**Task brief:** Rewrite the lines of the items below, replacing "first floor" with "second floor" wherever it occurs and keeping everything else unchanged.

**Material to process:**
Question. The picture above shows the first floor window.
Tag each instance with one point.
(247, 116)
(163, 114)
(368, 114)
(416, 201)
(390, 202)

**Answer to this problem:**
Question. The picture above shows the second floor window.
Tag each instance with one point.
(247, 116)
(163, 114)
(368, 114)
(416, 201)
(390, 202)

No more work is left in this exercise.